● **STATED GOAL**: List each line of the rows below that contains the string "tower". Matching is case-sensitive.

# START OF DATA TO USE

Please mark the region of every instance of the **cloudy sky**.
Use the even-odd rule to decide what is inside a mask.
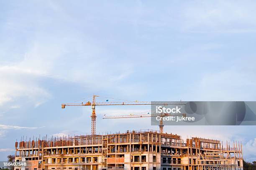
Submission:
[[[90,132],[95,94],[130,101],[255,101],[255,1],[0,1],[0,160],[21,137]],[[97,133],[157,129],[149,119],[102,120],[148,107],[99,107]],[[256,126],[166,126],[242,141]]]

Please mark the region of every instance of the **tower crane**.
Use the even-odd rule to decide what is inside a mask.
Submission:
[[[159,102],[159,103],[156,102],[152,103],[151,102],[139,102],[137,100],[132,102],[96,102],[95,98],[100,96],[93,95],[92,96],[92,102],[91,102],[90,101],[85,103],[83,102],[79,103],[63,103],[61,104],[61,108],[64,109],[66,106],[91,106],[92,112],[91,115],[92,120],[91,132],[92,135],[95,135],[96,132],[96,114],[95,111],[96,106],[105,106],[105,105],[174,105],[174,104],[163,104],[163,102]],[[177,103],[175,105],[184,105],[182,103]]]
[[[123,118],[148,118],[160,116],[161,118],[163,118],[166,116],[182,116],[182,117],[186,117],[185,113],[171,114],[170,113],[164,113],[160,114],[141,114],[141,115],[115,115],[115,116],[105,116],[102,118],[103,119],[119,119]],[[159,129],[161,133],[164,132],[164,125],[163,124],[163,119],[160,118],[159,121]]]

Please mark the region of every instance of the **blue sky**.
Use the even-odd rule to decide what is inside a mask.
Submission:
[[[23,136],[90,133],[90,107],[60,106],[94,93],[112,100],[255,101],[256,5],[0,1],[0,160]],[[97,133],[157,129],[150,119],[102,119],[150,107],[96,109]],[[241,141],[245,159],[256,160],[255,126],[164,129],[183,138]]]

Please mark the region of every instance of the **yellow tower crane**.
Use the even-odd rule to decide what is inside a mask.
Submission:
[[[64,109],[66,106],[91,106],[92,112],[91,115],[91,118],[92,120],[91,122],[91,132],[92,135],[95,135],[96,132],[96,114],[95,112],[95,108],[96,106],[105,106],[105,105],[163,105],[162,102],[159,102],[159,103],[154,102],[152,103],[151,102],[139,102],[137,100],[132,102],[96,102],[95,98],[97,97],[100,96],[93,95],[92,96],[92,102],[91,102],[90,101],[84,103],[83,102],[80,103],[63,103],[61,104],[61,108]],[[184,105],[182,103],[177,104],[164,104],[165,105]],[[161,123],[161,122],[160,122]],[[159,126],[160,127],[160,131],[163,132],[163,126]]]

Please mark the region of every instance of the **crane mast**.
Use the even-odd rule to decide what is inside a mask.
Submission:
[[[133,102],[96,102],[96,97],[100,97],[100,96],[93,95],[92,96],[92,102],[91,102],[90,101],[86,102],[85,103],[82,102],[80,103],[63,103],[61,104],[61,108],[64,109],[66,108],[66,106],[91,106],[92,112],[91,115],[90,117],[92,120],[91,122],[91,133],[92,135],[94,135],[96,134],[96,118],[97,115],[95,112],[95,106],[105,106],[105,105],[174,105],[174,104],[167,104],[167,103],[163,103],[159,102],[159,103],[152,103],[151,102],[140,102],[136,100]],[[175,105],[184,105],[183,103],[176,103]],[[161,123],[161,122],[160,122]],[[161,123],[160,123],[161,124]],[[160,126],[159,125],[159,128],[160,130],[163,131],[162,125]]]
[[[103,119],[119,119],[123,118],[147,118],[160,116],[161,117],[164,117],[166,116],[182,116],[186,117],[185,113],[170,114],[169,113],[161,113],[161,114],[141,114],[141,115],[115,115],[115,116],[105,116]],[[160,119],[159,122],[159,129],[161,133],[164,132],[164,124],[163,124],[163,119]]]

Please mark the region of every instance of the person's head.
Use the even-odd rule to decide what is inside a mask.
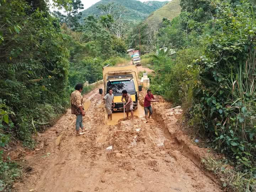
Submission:
[[[122,91],[122,95],[124,97],[126,97],[127,96],[127,91],[126,90],[123,90]]]
[[[75,87],[75,89],[79,91],[79,92],[81,92],[82,90],[82,88],[84,85],[82,83],[78,83]]]

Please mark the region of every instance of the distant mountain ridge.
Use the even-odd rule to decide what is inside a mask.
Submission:
[[[181,7],[180,3],[180,0],[170,1],[151,14],[145,22],[149,24],[153,22],[160,22],[164,17],[171,20],[181,12]]]
[[[101,4],[106,4],[114,2],[117,6],[122,6],[127,11],[124,17],[127,22],[138,23],[146,18],[150,14],[166,4],[168,1],[149,1],[144,2],[136,0],[101,0],[93,5],[89,8],[82,11],[82,17],[80,21],[82,21],[83,18],[90,15],[99,16],[104,14],[97,8],[97,5]],[[113,11],[118,11],[116,7]]]

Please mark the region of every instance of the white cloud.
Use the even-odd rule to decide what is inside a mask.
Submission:
[[[142,2],[144,2],[145,1],[147,1],[146,0],[139,0],[140,1],[141,1]],[[157,0],[157,1],[165,1],[166,0],[170,1],[170,0]],[[91,6],[95,4],[96,2],[99,1],[100,1],[100,0],[81,0],[82,3],[84,4],[84,9],[86,9],[89,8]],[[52,4],[52,0],[50,0],[50,5],[51,5]],[[56,10],[55,9],[54,9],[53,7],[52,7],[52,6],[51,5],[50,6],[50,10],[51,10],[51,11],[53,11],[53,10]],[[82,10],[81,10],[81,11]]]

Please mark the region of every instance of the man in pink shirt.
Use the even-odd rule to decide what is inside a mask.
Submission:
[[[149,121],[149,118],[151,114],[153,113],[153,110],[151,107],[151,102],[156,102],[159,101],[158,99],[154,99],[154,96],[151,94],[151,90],[148,89],[147,91],[147,94],[144,100],[144,111],[145,112],[145,118],[146,118],[146,123]],[[149,114],[148,117],[148,113],[149,110]]]

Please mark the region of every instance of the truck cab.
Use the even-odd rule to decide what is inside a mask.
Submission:
[[[112,111],[123,110],[123,103],[121,101],[122,92],[123,90],[127,91],[131,95],[133,101],[133,109],[138,108],[138,92],[139,89],[138,82],[138,72],[136,65],[118,66],[106,65],[102,69],[104,85],[104,93],[108,93],[108,90],[111,88],[114,94],[115,107]]]

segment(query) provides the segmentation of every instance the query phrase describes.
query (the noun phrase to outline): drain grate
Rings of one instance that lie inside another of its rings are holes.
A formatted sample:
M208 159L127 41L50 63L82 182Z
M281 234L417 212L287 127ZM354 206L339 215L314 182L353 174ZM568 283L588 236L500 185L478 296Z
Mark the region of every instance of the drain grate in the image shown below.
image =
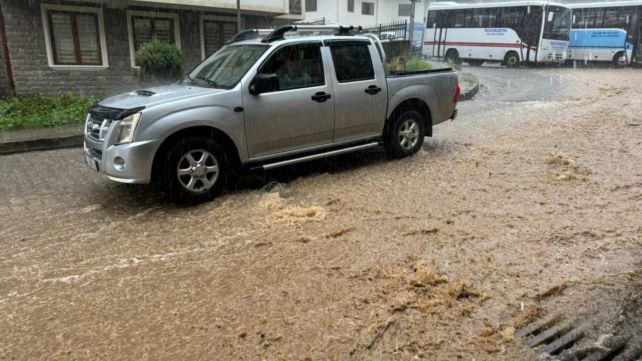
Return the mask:
M515 337L525 339L525 346L559 361L642 360L642 337L613 334L597 339L592 332L597 324L591 319L551 317L516 331Z

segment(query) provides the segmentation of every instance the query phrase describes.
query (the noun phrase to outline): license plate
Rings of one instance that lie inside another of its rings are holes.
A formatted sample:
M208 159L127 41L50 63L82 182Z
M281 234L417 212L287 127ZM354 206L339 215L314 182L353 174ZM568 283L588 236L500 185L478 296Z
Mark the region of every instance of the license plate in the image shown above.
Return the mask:
M96 159L92 159L89 155L85 154L85 163L87 163L87 165L94 168L94 170L98 172L98 164L96 164Z

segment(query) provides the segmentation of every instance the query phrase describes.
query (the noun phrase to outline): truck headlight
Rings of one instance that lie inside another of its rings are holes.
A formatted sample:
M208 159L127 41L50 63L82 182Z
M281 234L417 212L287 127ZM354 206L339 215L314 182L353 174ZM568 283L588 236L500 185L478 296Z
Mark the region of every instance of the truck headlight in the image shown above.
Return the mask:
M114 144L123 144L134 141L134 134L136 132L138 121L141 119L141 113L134 113L121 120L118 126L118 134Z

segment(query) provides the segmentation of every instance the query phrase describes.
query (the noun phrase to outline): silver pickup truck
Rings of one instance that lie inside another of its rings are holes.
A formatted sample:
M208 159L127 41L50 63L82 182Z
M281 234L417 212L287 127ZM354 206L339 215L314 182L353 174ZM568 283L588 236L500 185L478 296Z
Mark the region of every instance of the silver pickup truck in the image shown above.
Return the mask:
M353 30L247 30L177 84L101 100L87 118L85 163L198 202L219 194L239 166L267 170L380 145L410 155L433 126L456 116L457 75L387 71L376 37Z

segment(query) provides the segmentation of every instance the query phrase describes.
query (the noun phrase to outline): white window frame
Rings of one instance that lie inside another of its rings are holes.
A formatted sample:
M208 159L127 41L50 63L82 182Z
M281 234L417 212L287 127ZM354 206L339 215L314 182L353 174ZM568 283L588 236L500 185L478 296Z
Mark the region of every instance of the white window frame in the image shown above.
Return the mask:
M132 18L135 16L146 16L149 17L165 17L172 19L174 24L174 45L180 49L180 26L178 24L178 14L177 13L165 13L156 12L141 12L138 10L127 10L127 36L129 37L129 57L132 67L140 69L136 66L135 53L134 43L134 22Z
M96 13L98 19L98 37L100 38L100 53L103 65L56 65L54 63L51 35L49 32L49 16L48 15L49 10ZM107 70L109 68L107 43L105 39L105 20L103 17L102 8L40 4L40 15L42 17L42 26L44 28L44 43L45 48L47 49L47 61L49 62L49 69L52 70Z
M225 21L227 22L236 22L236 18L232 16L218 16L213 15L200 15L198 17L198 23L200 24L201 32L201 60L204 60L206 54L205 53L205 21L213 20L214 21ZM245 28L245 19L241 18L241 28ZM232 39L229 39L232 40Z

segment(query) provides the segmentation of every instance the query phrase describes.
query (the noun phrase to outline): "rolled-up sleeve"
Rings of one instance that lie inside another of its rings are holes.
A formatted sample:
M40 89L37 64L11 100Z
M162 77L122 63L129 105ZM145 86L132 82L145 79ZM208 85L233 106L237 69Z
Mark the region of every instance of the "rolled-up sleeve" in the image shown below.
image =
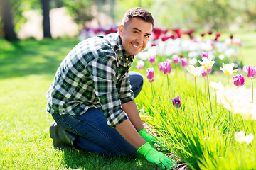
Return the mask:
M117 60L112 56L97 57L88 64L95 94L107 118L107 123L113 128L128 118L127 115L122 110L119 94L117 89ZM125 95L128 94L120 95L122 100L125 100Z

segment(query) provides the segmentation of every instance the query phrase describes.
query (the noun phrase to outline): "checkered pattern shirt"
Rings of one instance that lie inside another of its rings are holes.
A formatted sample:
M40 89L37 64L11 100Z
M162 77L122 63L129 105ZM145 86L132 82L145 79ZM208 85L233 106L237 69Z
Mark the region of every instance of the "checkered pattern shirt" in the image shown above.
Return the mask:
M134 99L127 56L118 33L99 35L78 44L65 57L47 91L47 113L82 115L101 108L107 124L128 118L121 103Z

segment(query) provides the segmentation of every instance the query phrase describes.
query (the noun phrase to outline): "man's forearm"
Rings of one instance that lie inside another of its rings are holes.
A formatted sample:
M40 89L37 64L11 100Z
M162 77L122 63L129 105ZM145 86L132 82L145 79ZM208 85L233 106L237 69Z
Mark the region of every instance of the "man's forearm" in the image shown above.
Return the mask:
M137 149L146 143L146 141L139 135L129 119L121 123L115 128L115 129Z
M122 110L127 114L129 120L134 126L137 132L144 128L142 120L139 117L138 109L134 101L131 101L122 104Z

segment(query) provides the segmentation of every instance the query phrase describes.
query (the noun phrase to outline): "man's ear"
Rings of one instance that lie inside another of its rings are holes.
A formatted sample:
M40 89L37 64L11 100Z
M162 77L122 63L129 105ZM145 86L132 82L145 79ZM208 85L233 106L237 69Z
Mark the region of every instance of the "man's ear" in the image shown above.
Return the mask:
M124 26L123 25L120 25L119 27L119 35L122 38L122 33L124 30Z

# END OF DATA TO USE

● **WORKED SOLUTION**:
Please mark the region of every instance of the **tower crane**.
Please mark the region of every instance of the **yellow tower crane**.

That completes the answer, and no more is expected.